TASK GOAL
Your job with the data below: print everything from the line that holds "pixel 159 602." down to the line that holds "pixel 240 7.", ends included, exactly, and nothing else.

DATA TO PROCESS
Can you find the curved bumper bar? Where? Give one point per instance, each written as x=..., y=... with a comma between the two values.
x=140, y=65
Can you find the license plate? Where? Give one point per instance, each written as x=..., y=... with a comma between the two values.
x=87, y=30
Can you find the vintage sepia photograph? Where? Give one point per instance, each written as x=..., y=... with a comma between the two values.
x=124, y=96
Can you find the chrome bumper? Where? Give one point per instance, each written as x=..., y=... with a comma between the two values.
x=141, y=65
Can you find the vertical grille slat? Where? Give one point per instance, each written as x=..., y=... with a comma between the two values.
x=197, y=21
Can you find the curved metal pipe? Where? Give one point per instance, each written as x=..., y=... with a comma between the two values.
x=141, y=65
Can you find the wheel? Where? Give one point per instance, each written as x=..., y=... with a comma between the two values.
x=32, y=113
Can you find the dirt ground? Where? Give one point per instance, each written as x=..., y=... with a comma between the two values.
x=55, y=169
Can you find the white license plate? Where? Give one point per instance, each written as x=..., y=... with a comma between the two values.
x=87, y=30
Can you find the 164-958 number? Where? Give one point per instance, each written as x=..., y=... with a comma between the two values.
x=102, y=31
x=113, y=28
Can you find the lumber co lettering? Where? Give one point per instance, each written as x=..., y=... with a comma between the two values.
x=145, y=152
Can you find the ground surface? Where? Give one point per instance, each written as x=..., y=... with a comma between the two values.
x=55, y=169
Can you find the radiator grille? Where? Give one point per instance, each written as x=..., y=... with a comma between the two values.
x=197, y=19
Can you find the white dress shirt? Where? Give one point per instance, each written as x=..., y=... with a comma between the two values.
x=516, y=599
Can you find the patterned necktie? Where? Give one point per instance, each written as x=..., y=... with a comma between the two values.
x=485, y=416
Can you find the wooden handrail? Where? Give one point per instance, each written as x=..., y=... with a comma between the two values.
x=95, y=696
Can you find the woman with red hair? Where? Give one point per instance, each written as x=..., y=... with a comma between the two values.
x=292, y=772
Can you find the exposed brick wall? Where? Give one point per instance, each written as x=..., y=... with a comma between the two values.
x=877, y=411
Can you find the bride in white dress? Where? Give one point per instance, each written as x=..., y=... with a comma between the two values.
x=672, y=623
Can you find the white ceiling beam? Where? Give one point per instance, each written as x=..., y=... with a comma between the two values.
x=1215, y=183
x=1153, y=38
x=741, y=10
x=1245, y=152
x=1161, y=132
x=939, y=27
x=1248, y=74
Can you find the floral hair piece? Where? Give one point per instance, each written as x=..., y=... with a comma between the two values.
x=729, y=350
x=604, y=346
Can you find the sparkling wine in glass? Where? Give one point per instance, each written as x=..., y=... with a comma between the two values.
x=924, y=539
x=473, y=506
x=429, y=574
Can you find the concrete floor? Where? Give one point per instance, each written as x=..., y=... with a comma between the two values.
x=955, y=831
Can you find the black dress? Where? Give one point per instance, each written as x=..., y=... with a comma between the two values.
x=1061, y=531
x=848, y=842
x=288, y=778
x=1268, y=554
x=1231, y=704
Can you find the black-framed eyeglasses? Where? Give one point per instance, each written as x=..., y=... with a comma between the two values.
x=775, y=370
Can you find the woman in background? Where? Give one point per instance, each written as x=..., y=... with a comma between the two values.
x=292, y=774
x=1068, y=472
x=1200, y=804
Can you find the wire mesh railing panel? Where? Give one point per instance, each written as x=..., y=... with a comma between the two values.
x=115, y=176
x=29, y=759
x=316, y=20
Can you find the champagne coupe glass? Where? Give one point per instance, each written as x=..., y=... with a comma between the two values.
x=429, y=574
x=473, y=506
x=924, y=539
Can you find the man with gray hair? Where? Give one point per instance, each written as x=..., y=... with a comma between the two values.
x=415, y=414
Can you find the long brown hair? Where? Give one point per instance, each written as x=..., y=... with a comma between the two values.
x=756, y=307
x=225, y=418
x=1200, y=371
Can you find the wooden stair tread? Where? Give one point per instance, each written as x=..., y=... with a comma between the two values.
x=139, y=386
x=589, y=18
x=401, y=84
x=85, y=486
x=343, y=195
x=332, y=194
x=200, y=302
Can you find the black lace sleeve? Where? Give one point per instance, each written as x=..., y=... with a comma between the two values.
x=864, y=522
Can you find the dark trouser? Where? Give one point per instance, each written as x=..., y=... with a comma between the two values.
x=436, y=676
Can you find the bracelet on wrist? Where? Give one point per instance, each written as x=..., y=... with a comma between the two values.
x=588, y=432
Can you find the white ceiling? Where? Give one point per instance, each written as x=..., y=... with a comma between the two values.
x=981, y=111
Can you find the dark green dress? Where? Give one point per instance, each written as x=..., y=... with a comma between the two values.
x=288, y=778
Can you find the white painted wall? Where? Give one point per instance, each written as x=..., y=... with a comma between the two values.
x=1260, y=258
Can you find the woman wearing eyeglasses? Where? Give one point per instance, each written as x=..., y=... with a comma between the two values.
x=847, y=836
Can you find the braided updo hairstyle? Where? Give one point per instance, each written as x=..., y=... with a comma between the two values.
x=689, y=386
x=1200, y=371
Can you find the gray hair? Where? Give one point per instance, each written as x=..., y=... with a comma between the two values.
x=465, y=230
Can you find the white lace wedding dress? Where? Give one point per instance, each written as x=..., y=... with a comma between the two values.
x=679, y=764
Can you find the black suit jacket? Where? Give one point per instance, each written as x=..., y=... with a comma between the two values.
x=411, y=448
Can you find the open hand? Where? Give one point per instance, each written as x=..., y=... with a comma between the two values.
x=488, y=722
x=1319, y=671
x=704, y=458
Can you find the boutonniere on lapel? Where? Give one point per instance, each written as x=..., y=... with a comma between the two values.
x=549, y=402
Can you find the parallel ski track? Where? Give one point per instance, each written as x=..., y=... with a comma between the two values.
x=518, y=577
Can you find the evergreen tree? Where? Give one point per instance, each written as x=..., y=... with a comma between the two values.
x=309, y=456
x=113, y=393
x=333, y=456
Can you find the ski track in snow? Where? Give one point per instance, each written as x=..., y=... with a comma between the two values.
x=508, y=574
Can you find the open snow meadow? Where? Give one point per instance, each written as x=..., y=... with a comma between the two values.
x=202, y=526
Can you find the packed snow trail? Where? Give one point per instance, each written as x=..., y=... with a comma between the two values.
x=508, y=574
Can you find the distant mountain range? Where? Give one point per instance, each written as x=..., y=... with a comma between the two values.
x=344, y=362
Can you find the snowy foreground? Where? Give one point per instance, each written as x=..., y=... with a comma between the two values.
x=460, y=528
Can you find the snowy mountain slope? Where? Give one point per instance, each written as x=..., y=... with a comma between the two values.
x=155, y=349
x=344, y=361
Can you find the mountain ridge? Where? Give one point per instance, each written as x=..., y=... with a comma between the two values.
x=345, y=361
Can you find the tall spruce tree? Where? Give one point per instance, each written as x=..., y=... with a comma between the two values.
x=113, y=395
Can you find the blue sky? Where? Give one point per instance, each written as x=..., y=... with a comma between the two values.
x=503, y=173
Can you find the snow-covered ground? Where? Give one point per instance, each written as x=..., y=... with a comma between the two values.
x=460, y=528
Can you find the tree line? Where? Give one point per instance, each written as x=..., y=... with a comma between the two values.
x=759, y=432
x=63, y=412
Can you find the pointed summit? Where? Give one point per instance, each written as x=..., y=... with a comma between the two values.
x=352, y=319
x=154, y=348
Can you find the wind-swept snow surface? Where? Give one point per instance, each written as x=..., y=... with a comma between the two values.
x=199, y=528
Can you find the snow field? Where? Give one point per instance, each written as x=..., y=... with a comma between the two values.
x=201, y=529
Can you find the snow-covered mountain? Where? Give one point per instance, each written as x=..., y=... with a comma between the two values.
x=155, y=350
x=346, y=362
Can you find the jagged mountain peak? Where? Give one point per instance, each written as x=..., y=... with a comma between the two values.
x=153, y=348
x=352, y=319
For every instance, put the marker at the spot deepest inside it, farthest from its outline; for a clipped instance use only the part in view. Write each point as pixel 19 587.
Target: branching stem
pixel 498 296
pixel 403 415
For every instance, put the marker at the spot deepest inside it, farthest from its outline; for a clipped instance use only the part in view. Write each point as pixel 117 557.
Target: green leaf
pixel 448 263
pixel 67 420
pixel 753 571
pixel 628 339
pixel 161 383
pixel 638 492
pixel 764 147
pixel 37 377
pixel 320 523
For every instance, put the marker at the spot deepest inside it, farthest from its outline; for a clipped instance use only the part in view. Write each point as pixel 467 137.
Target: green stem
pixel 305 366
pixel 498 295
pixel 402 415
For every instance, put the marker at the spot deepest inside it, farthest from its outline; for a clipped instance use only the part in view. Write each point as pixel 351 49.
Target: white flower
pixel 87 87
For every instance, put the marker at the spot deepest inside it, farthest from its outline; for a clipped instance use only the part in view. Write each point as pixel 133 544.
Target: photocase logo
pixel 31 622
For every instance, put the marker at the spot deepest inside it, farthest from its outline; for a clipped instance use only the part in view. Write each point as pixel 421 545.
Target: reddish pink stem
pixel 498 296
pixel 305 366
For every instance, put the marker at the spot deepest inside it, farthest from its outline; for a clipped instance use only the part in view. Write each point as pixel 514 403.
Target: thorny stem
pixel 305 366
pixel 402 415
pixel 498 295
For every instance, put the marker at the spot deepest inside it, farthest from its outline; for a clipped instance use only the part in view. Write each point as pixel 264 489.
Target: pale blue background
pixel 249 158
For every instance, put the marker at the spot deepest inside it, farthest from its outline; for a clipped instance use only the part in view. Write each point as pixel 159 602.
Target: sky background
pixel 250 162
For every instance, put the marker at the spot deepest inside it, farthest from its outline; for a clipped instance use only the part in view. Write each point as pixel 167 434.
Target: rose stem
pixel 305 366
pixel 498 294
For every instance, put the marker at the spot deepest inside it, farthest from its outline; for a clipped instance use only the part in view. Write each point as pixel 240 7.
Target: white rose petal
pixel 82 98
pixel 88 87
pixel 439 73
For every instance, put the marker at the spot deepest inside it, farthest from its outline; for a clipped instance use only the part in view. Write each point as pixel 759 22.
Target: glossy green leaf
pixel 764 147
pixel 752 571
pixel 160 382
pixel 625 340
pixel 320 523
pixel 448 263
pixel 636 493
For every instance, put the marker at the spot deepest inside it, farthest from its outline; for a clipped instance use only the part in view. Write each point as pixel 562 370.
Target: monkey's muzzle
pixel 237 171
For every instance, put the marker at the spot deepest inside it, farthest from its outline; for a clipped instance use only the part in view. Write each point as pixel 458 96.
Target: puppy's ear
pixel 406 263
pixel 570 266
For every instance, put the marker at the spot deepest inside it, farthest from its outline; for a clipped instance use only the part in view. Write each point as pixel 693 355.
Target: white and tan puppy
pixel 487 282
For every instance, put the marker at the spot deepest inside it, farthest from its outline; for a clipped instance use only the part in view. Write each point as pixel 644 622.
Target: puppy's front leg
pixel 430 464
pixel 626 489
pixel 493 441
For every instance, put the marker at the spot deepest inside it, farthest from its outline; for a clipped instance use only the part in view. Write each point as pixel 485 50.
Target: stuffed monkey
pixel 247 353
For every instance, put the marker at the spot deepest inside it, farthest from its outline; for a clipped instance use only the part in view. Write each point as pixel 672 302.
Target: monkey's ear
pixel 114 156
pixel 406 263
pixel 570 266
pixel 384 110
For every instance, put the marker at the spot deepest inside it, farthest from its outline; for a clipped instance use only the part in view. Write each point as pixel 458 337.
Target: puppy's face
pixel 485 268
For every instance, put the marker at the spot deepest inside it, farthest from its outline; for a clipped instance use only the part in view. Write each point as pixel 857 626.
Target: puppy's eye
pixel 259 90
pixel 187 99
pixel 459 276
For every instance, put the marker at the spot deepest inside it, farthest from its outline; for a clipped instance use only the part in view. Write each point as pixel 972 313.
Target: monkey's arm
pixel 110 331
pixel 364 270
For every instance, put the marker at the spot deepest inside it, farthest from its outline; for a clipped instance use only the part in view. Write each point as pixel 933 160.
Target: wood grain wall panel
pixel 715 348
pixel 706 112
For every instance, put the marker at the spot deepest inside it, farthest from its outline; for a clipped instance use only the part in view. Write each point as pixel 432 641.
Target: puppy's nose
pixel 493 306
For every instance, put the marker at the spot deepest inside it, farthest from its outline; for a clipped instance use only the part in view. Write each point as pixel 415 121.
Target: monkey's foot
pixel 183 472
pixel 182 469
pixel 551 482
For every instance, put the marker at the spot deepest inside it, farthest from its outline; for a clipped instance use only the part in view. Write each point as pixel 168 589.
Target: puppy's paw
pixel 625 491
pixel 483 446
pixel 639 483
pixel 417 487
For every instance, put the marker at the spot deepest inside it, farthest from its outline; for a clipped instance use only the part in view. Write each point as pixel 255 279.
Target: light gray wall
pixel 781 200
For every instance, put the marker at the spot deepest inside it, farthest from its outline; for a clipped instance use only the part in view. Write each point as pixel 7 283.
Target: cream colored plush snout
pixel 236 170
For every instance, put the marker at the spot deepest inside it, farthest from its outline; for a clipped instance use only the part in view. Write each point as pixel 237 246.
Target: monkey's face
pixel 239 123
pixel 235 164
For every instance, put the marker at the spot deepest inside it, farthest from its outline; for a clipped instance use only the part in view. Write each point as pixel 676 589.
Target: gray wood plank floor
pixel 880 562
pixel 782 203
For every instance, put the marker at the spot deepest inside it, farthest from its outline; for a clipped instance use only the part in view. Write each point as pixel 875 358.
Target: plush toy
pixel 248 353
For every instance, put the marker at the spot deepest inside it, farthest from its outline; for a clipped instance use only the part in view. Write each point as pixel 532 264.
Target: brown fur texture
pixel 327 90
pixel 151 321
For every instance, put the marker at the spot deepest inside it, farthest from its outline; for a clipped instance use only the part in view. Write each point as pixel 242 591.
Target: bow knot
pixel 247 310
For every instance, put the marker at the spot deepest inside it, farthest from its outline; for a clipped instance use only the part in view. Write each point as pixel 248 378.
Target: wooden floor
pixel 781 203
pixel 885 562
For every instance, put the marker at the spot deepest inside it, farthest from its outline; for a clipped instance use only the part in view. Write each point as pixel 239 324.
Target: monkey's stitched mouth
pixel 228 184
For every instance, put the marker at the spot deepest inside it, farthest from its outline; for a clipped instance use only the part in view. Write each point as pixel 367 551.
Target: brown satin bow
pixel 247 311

REPLY TO THE EXERCISE
For every instance, put the marker at the spot deepest inside it, farthest from its outline; for a clipped instance use only the part in view. Write each point as pixel 159 602.
Target: sky background
pixel 250 162
For every instance, put the marker at the spot deepest inside it, farthest from its outline; for a clipped instance use only the part in view. Write each point as pixel 167 434.
Target: rose stem
pixel 305 366
pixel 498 294
For every instance, put the marker at the spot deepest inside it, farthest from its outline; for a clipped instance use only the part in view. Write each point as pixel 240 7.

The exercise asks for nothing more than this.